# SET EXERCISE
Output only the lines from the one holding "brick wall -> outline each instance" to the end of the data below, please, copied exactly.

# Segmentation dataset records
□ □ □ □

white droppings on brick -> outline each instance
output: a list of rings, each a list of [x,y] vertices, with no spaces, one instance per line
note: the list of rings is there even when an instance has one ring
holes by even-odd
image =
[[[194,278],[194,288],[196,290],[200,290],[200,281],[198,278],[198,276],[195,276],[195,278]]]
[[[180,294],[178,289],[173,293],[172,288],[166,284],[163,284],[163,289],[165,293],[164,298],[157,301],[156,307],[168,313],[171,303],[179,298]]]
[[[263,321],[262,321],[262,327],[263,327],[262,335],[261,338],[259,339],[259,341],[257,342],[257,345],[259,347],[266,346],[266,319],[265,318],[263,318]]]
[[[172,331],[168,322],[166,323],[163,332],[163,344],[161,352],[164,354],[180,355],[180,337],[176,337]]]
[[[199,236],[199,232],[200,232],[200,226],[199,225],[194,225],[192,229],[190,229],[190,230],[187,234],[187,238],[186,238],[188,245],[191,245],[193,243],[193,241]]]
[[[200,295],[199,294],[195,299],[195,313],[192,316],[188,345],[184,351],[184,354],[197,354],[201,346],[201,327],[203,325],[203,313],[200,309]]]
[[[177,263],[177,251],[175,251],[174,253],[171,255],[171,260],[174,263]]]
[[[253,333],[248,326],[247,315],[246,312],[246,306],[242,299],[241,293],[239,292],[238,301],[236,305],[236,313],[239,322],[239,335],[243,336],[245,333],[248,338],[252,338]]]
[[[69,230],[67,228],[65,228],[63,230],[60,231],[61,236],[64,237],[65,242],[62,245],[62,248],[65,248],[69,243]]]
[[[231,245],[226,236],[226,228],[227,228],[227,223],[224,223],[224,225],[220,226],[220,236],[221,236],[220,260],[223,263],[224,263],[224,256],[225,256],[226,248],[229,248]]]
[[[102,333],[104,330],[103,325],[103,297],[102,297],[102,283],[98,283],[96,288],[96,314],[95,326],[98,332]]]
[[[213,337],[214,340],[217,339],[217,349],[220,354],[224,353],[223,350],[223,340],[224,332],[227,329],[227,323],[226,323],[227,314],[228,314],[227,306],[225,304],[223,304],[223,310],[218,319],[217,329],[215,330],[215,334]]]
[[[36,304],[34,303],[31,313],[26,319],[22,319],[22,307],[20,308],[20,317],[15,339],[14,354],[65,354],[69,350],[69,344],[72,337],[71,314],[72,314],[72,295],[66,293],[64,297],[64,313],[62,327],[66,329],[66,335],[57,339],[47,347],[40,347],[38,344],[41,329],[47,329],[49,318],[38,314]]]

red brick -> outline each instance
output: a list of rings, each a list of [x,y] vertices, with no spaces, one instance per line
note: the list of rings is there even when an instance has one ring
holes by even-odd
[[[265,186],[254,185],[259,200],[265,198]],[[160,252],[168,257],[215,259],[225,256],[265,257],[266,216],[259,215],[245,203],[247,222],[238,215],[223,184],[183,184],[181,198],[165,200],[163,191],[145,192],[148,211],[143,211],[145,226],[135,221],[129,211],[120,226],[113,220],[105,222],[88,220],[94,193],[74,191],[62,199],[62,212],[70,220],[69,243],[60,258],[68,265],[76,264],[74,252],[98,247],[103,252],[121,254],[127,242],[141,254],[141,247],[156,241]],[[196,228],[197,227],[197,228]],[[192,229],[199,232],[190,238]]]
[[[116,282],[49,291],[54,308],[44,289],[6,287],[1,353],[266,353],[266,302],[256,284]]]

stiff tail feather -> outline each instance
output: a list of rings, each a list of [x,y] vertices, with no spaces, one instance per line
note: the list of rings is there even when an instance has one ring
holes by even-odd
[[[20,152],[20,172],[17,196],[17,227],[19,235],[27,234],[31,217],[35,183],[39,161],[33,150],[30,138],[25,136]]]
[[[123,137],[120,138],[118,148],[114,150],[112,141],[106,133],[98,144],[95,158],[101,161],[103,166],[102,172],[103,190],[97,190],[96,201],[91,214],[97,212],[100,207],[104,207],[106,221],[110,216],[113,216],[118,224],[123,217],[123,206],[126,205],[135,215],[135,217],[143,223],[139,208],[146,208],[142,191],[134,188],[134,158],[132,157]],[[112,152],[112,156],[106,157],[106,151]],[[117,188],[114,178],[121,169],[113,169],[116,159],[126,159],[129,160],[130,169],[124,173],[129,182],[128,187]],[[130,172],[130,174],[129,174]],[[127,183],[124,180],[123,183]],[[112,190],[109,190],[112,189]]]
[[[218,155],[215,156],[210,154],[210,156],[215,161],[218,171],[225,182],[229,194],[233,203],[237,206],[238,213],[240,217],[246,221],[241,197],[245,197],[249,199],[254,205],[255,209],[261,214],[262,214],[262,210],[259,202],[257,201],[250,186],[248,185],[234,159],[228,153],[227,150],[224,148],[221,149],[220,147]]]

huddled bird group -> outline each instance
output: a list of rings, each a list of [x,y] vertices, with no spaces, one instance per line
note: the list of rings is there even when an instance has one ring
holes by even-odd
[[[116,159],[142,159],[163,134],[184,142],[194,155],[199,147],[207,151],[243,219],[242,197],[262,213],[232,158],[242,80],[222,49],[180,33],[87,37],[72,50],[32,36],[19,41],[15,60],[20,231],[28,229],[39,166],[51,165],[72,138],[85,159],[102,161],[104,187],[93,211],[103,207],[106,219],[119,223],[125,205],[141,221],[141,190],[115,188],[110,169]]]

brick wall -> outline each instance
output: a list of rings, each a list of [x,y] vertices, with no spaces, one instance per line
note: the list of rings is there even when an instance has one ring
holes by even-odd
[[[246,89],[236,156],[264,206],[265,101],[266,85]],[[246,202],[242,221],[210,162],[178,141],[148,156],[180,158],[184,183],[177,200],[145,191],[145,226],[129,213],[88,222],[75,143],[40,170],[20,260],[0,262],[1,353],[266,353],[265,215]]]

□ □ □ □

# COMPLETE ANSWER
brick wall -> outline each instance
output: a list of rings, each a list of [x,y] vertices, with no spaces, one instance per line
note: the list of rings is there even when an instance has one ring
holes by even-odd
[[[246,89],[236,156],[264,206],[265,101],[266,85]],[[246,202],[242,221],[210,162],[178,141],[148,156],[180,158],[184,183],[177,200],[145,191],[145,226],[129,213],[88,222],[75,143],[40,170],[20,260],[0,262],[1,353],[266,353],[265,215]]]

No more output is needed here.